Extracted data entries
━━━━━━

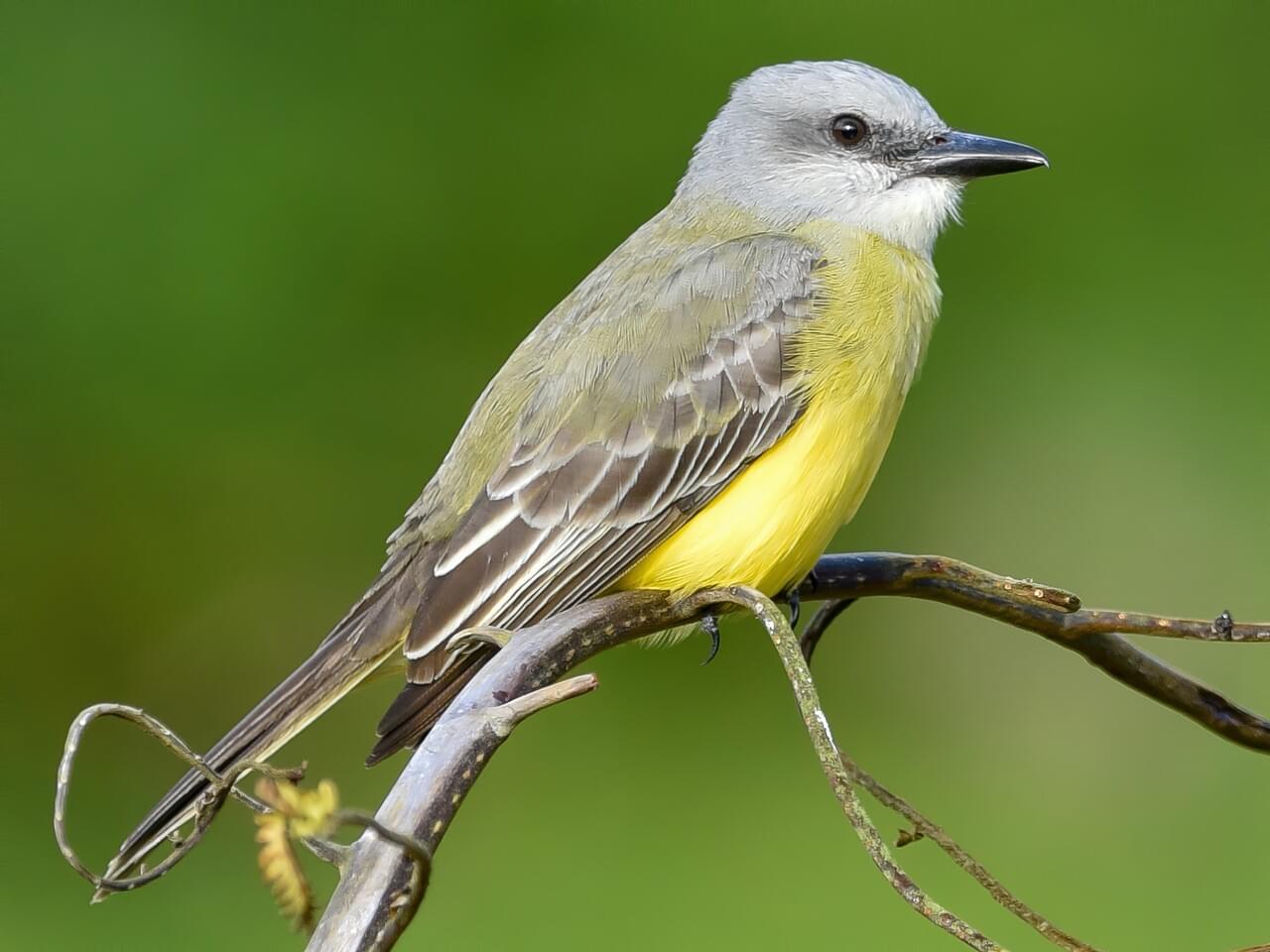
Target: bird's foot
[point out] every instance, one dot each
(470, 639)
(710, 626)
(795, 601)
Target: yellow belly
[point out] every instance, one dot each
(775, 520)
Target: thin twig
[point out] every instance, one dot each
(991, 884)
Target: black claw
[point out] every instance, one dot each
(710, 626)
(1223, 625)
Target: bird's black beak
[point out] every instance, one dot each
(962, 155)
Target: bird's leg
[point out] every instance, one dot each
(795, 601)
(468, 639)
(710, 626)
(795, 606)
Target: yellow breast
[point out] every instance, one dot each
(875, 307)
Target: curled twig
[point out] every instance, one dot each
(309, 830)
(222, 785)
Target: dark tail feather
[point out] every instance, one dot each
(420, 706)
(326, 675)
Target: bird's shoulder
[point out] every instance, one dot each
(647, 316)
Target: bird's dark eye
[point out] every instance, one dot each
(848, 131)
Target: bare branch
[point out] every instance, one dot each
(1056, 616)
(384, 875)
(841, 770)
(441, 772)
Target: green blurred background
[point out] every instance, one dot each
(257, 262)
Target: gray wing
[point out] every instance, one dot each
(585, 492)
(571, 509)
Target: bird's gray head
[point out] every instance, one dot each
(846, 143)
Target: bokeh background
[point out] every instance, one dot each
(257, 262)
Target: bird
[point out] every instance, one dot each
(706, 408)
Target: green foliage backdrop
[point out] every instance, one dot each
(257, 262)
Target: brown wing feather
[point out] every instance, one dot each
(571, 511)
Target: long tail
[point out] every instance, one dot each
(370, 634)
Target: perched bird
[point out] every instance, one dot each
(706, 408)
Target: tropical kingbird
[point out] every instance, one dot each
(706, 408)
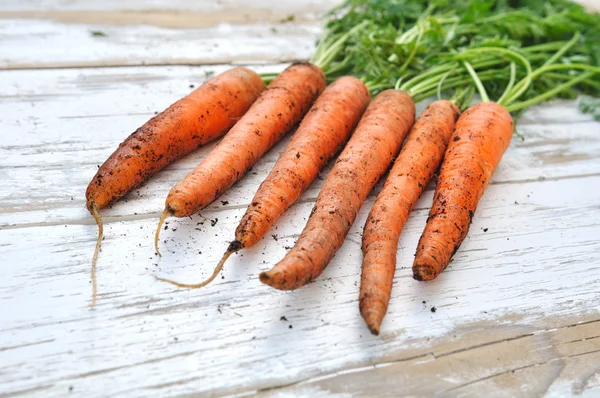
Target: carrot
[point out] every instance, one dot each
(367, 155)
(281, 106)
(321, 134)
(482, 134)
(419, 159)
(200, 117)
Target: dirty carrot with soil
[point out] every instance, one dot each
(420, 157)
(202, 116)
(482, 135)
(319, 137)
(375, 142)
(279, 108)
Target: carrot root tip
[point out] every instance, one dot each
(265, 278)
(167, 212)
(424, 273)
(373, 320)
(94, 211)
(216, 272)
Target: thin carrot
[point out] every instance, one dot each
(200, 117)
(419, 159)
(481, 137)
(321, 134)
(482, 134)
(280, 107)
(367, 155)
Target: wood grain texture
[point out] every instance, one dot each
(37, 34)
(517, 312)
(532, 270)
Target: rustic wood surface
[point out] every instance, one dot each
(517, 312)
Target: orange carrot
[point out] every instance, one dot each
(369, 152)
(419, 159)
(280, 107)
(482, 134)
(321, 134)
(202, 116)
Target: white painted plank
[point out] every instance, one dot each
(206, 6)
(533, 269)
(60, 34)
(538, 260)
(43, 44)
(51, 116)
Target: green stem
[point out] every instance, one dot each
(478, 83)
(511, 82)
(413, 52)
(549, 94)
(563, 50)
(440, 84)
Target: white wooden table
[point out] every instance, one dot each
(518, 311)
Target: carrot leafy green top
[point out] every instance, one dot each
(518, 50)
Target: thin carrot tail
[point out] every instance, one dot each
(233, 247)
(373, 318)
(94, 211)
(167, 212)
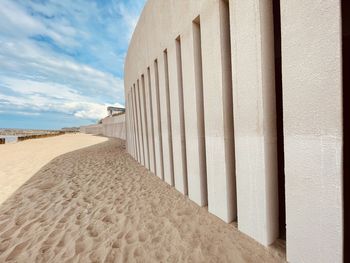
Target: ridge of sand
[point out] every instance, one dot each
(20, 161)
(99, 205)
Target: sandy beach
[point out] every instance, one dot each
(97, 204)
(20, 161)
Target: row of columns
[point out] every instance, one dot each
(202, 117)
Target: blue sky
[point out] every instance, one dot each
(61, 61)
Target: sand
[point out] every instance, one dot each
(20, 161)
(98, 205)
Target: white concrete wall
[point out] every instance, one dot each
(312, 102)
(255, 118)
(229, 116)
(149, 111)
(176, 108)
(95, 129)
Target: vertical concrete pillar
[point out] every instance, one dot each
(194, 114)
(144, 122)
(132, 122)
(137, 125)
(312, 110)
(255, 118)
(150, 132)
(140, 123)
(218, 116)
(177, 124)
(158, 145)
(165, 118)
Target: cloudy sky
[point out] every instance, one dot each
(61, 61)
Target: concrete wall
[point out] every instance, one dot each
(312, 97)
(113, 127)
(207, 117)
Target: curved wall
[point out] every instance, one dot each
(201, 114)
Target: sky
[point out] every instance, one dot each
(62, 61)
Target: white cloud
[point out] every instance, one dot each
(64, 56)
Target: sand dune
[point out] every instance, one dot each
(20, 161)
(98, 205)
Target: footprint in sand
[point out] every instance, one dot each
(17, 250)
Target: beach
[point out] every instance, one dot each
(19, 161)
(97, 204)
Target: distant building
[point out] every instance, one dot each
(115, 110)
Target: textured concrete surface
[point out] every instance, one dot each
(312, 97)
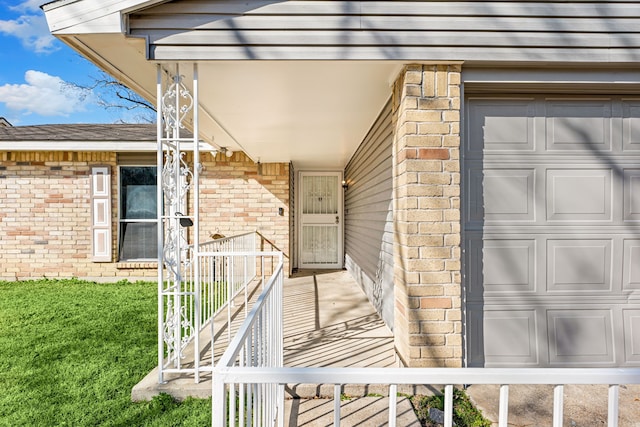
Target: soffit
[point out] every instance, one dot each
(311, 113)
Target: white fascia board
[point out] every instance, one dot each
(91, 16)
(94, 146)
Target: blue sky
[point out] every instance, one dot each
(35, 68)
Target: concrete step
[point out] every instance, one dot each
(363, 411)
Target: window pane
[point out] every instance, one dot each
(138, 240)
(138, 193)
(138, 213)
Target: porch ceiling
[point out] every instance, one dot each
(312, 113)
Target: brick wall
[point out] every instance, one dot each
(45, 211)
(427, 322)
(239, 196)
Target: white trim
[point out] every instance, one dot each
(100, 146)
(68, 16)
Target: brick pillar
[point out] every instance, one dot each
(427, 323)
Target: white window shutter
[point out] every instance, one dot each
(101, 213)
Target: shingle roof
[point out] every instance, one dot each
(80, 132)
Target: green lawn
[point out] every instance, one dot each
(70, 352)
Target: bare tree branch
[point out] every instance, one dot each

━━━━━━

Your assignment
Your output should be the records above, duplicated exactly and picture-free.

Response box
Target: bird's foot
[point out] every instance, one dot each
(470, 639)
(710, 626)
(795, 601)
Target: yellow belly
[point out] every instance, one dot each
(775, 520)
Target: thin twig
[point out] every instance, one dot each
(991, 884)
Target: black claw
[point out] every instance, one dot each
(710, 626)
(1223, 625)
Target: bird's black beak
[point out] every instance, one dot each
(962, 155)
Target: bird's leg
[point out] every instance, one dot each
(795, 601)
(468, 639)
(710, 626)
(795, 606)
Target: yellow breast
[point out] every instance, one dot each
(875, 307)
Target: curled twig
[point out] every instance, one dot each
(309, 830)
(222, 785)
Target: dark tail feather
[point out] every instance, one dot each
(420, 706)
(326, 675)
Target: bird's shoulder
[point out] every instance, one dot each
(647, 316)
Target: bird's dark eye
[point out] every instance, one dot each
(848, 131)
Target: bare branch
[point out] every instance, one dot each
(1056, 616)
(384, 875)
(841, 770)
(441, 772)
Target: green blurred background
[point out] every instance, one dot each
(257, 262)
Target: gray wing
[point out] every instance, one dot each
(585, 492)
(571, 509)
Target: bird's gray head
[point out] every instance, one dot each
(846, 143)
Target: bokeh background
[point out] every instance, one dot each
(257, 262)
Target: bird
[point out] every instance, one dot each
(706, 408)
Target: green foliage backdrop
[point out] every instance, one dot each
(257, 262)
Target: brown wing feather
[point out] every instance, one dot each
(571, 511)
Target: long tail
[point out] every instance, one dot each
(370, 634)
Target: perched bird
[point out] every instance, one dot each
(706, 408)
Target: tropical kingbird
[point out] every instance, one dot each
(706, 408)
Target: carrot
[point out] every instance, one dot each
(367, 155)
(281, 106)
(321, 134)
(482, 134)
(419, 159)
(200, 117)
Target: dirty carrot with soil
[point out] every instance, one dot each
(420, 157)
(202, 116)
(482, 135)
(319, 137)
(375, 142)
(279, 108)
Target: carrot root tip
[point out] every instance, one dot each
(265, 278)
(167, 212)
(424, 273)
(373, 320)
(94, 211)
(216, 272)
Target: thin carrot
[point out] every instance, one dot each
(200, 117)
(419, 159)
(481, 137)
(321, 134)
(482, 134)
(280, 107)
(367, 155)
Target: wood grain texture
[point out] every instance, one dot each
(37, 34)
(517, 312)
(532, 270)
Target: rustic wood surface
[point out] every instance, one dot each
(517, 312)
Target: orange carrot
[point out] every instance, one dot each
(369, 152)
(419, 159)
(280, 107)
(482, 134)
(321, 134)
(202, 116)
Target: white painted plank
[point out] every instance, one dot each
(206, 6)
(533, 269)
(60, 34)
(538, 260)
(43, 44)
(51, 116)
Target: green stem
[point out] every instance, one dot each
(478, 83)
(511, 82)
(413, 52)
(549, 94)
(563, 50)
(440, 84)
Target: white wooden table
[point out] every instance, one dot each
(518, 311)
Target: carrot leafy green top
[point out] every instance, one dot each
(518, 50)
Target: thin carrot tail
[point out] every instance, one dot each
(233, 247)
(373, 318)
(94, 211)
(167, 212)
Target: ridge of sand
[point out] every instance, one dot each
(20, 161)
(99, 205)
Target: sandy beach
[point out] every instance, one dot each
(97, 204)
(20, 161)
Target: row of columns
[point out] every instance, one dot each
(202, 117)
Target: blue sky
[point out] every instance, one dot each
(61, 61)
Target: sand
[point out] every instance, one dot each
(20, 161)
(98, 205)
Target: white concrete wall
[point out] every instance, one dot each
(312, 102)
(255, 118)
(229, 116)
(149, 111)
(176, 108)
(95, 129)
Target: vertical concrete pillar
[point out] every instance, one dot each
(194, 114)
(144, 122)
(132, 122)
(137, 125)
(312, 110)
(255, 118)
(150, 132)
(140, 123)
(218, 116)
(177, 124)
(158, 145)
(165, 118)
Target: cloudy sky
[point out] every instance, one dot each
(61, 61)
Target: concrete wall
[point out] every instance, one dot each
(312, 97)
(113, 127)
(207, 117)
Target: curved wall
[point out] every instance, one dot each
(201, 114)
Target: sky
[point out] every instance, one dot each
(62, 61)
Target: white cloud
[point out] every instance, one dot each
(64, 56)
Target: sand dune
[point out] every instance, one dot each
(20, 161)
(98, 205)
Target: footprint in sand
[point out] every instance, one dot each
(17, 250)
Target: beach
[point out] every instance, one dot each
(19, 161)
(97, 204)
Target: distant building
[point out] every instance, one dot each
(115, 110)
Target: textured concrete surface
[point out] every instance, one dot each
(312, 97)
Target: soffit
[point out] every instance, one dot each
(311, 113)
Target: white fascia board
[point out] every instance, one dot each
(91, 16)
(94, 146)
Target: blue sky
[point out] every instance, one dot each
(35, 68)
Target: concrete step
[point out] every instance, one dot each
(363, 411)
Target: window pane
[point out] every instance, one dot each
(138, 240)
(138, 193)
(138, 213)
Target: porch ceiling
[point out] every instance, one dot each
(312, 113)
Target: brick wall
[point out] every instance, one dot each
(45, 211)
(427, 322)
(239, 196)
Target: white trim
[point out] every instance, one dot each
(100, 146)
(68, 16)
Target: brick pillar
[point out] every instance, one dot each
(427, 323)
Target: white window shutter
[point out] every instance, one dot each
(101, 213)
Target: shingle roof
[point out] every instance, one dot each
(80, 132)
Target: green lawn
[point out] every instance, one dot each
(70, 352)
Target: bare tree branch
[point out] every instance, one dot each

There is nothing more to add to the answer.